**WRITTEN TASK**.
Tally the lines below that contain the word "give" and reply with the count alone.

**THE INPUT**.
--- Start ---
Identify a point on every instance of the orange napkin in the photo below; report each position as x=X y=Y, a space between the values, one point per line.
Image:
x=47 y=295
--- End ---
--- Start ---
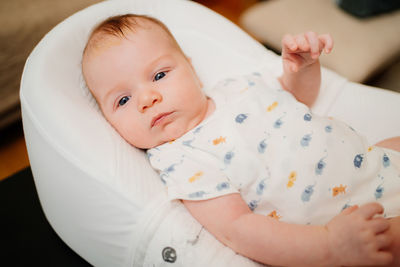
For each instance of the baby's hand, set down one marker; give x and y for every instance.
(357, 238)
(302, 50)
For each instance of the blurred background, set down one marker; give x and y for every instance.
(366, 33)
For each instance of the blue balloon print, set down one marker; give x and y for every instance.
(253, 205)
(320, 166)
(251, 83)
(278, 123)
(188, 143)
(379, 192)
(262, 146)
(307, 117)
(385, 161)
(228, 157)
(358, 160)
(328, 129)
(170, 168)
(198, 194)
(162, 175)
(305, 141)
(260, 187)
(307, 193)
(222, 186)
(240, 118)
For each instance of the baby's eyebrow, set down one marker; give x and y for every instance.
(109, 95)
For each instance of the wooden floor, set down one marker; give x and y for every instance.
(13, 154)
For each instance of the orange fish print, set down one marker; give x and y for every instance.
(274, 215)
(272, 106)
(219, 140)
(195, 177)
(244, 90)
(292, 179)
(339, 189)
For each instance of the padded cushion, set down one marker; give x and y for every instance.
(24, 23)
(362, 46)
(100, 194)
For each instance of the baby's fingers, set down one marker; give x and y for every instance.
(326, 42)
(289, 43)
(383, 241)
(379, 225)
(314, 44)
--- End ---
**CORRECT RESULT**.
8